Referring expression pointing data
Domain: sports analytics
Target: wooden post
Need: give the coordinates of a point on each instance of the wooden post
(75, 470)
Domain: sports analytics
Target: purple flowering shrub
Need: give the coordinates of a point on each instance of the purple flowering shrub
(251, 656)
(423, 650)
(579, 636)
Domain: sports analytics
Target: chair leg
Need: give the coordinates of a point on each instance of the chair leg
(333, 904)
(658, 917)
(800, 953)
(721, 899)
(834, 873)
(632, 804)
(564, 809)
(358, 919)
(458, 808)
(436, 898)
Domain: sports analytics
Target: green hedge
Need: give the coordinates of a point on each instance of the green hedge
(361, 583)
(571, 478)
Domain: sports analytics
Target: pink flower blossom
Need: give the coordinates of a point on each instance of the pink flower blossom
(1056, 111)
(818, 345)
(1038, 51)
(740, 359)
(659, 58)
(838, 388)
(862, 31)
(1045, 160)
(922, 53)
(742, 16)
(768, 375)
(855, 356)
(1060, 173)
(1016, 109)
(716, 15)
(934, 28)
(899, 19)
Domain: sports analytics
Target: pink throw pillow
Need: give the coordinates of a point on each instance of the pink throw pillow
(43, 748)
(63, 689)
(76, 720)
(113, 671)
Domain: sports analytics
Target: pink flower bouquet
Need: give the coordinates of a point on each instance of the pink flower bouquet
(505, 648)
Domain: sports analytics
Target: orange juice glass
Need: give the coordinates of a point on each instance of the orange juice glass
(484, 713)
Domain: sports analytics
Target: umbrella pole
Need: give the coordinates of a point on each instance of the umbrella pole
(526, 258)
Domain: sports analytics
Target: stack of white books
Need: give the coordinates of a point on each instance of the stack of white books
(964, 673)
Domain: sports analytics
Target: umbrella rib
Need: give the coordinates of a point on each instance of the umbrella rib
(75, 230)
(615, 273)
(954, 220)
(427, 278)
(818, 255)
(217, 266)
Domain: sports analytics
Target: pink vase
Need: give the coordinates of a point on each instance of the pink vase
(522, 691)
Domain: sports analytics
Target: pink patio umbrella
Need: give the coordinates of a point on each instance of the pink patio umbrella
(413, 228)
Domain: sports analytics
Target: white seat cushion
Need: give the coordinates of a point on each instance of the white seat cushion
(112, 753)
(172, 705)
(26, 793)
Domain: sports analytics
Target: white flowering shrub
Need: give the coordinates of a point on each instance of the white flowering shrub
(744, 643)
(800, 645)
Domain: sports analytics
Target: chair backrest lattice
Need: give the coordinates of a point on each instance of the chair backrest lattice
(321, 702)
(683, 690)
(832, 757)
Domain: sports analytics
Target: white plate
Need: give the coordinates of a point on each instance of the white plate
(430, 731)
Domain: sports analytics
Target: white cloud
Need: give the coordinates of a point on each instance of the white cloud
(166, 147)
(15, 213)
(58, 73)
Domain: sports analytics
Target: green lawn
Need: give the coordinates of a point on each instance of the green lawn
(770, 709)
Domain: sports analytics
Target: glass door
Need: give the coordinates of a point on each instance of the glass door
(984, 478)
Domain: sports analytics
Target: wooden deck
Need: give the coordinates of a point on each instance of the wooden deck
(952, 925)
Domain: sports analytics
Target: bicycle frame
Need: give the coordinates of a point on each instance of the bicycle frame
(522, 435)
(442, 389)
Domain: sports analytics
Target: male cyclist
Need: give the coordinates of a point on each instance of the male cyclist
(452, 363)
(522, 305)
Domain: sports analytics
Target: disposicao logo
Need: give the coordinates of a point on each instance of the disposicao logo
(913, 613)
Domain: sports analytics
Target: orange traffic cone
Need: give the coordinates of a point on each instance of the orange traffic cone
...
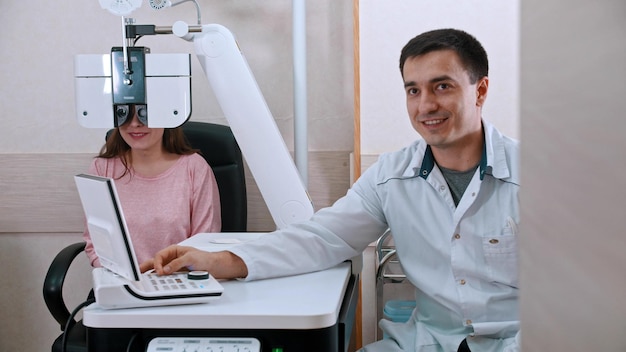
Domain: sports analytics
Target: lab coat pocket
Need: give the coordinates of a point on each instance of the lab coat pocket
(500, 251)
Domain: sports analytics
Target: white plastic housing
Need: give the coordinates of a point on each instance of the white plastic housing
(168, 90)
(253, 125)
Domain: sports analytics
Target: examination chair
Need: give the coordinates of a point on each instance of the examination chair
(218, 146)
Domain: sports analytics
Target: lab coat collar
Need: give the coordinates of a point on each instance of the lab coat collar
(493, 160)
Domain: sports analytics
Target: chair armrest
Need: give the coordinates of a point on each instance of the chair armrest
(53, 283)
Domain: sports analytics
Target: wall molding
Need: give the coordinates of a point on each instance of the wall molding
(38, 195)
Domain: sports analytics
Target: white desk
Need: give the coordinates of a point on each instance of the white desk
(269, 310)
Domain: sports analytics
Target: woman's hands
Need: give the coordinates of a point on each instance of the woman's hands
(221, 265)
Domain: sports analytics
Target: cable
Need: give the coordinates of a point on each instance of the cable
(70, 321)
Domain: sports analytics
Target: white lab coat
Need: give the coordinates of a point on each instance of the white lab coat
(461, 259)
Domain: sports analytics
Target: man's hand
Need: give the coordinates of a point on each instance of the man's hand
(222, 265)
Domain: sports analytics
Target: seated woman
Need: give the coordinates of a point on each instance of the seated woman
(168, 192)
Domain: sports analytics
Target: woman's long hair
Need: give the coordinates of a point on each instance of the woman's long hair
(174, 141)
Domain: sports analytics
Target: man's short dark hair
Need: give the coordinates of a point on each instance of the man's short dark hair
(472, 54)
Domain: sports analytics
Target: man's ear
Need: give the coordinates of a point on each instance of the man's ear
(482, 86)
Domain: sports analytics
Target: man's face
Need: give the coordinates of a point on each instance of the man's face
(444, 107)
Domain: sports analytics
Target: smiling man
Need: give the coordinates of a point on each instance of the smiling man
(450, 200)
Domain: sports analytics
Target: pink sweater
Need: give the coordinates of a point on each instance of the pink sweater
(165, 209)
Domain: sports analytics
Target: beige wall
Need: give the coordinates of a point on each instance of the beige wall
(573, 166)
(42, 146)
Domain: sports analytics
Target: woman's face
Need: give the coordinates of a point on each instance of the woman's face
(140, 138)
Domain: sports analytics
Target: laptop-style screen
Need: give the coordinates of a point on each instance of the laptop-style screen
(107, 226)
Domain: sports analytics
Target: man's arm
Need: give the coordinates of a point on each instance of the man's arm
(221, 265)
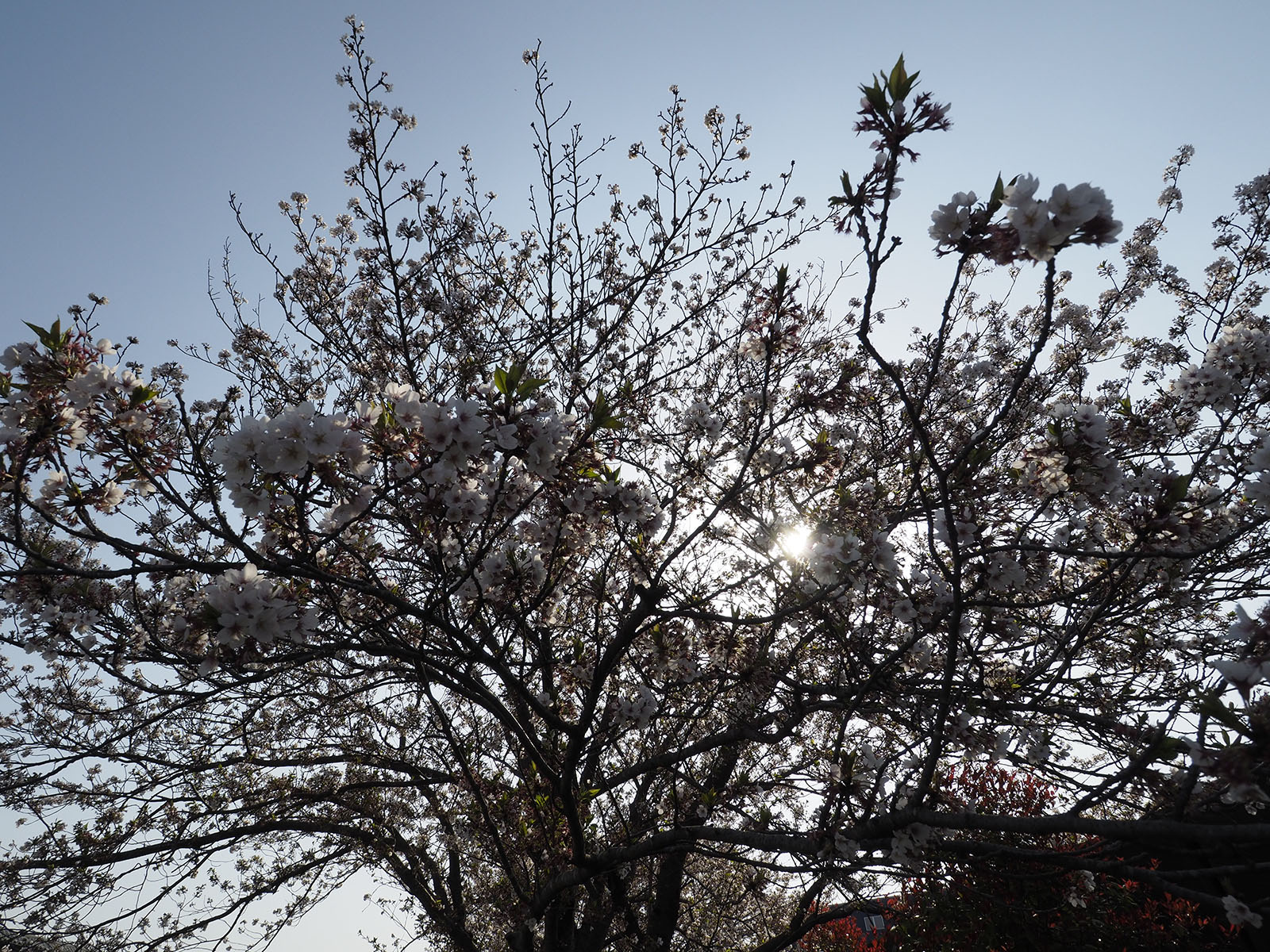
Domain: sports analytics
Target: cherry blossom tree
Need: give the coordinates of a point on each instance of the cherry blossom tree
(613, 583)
==
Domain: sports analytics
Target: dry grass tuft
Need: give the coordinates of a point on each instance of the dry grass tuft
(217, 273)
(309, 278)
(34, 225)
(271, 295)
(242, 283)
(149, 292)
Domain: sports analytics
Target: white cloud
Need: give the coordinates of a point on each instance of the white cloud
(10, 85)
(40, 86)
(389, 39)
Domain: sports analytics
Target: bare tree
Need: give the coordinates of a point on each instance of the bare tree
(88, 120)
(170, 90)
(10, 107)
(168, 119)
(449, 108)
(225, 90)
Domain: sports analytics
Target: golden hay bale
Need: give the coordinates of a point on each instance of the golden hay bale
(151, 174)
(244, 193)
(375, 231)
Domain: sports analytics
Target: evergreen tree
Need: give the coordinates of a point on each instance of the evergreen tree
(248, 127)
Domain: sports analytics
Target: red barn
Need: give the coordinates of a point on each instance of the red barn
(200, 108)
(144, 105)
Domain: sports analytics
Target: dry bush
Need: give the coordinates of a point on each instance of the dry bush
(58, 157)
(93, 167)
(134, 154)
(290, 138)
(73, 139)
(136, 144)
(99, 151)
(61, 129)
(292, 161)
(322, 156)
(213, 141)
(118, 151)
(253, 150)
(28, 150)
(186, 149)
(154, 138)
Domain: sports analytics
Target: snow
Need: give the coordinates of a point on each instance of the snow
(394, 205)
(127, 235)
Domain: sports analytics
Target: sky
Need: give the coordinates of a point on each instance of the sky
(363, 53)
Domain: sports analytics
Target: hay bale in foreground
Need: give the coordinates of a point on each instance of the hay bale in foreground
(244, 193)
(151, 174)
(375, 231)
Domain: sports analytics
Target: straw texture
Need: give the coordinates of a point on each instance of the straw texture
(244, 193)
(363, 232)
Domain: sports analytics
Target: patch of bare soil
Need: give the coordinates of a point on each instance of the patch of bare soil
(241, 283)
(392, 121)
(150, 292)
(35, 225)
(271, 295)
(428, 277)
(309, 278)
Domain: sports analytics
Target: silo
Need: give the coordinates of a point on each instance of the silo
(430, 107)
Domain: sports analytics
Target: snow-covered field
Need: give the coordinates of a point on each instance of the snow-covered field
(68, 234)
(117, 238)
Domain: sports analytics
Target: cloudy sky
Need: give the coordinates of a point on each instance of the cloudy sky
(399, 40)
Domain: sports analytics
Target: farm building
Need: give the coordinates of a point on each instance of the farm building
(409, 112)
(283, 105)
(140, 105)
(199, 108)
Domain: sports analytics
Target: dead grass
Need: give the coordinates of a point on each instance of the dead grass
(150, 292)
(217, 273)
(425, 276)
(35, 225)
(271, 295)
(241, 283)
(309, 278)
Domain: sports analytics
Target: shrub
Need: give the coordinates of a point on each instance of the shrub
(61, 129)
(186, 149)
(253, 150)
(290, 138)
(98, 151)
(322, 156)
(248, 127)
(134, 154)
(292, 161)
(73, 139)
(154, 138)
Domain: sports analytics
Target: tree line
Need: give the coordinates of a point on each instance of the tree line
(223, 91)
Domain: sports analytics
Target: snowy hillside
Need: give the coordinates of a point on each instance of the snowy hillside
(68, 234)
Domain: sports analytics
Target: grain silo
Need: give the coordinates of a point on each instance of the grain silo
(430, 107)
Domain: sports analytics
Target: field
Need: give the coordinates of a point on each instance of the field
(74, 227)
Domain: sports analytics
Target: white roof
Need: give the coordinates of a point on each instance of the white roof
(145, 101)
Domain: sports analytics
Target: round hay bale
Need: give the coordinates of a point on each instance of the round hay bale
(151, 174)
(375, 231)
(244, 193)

What the exercise asks: Exact duplication is required for the lines above, from the line that contains "the lab coat collar" to the line that contains "Target: wall molding", inclusive; omit all others.

Exercise solution:
Need: give the coordinates of a point on each instance of the lab coat collar
(493, 160)
Domain: sports analytics
Target: chair armrest
Need: give the coordinates of a point on each instance of the chair armrest
(53, 283)
Domain: sports analytics
Target: wall molding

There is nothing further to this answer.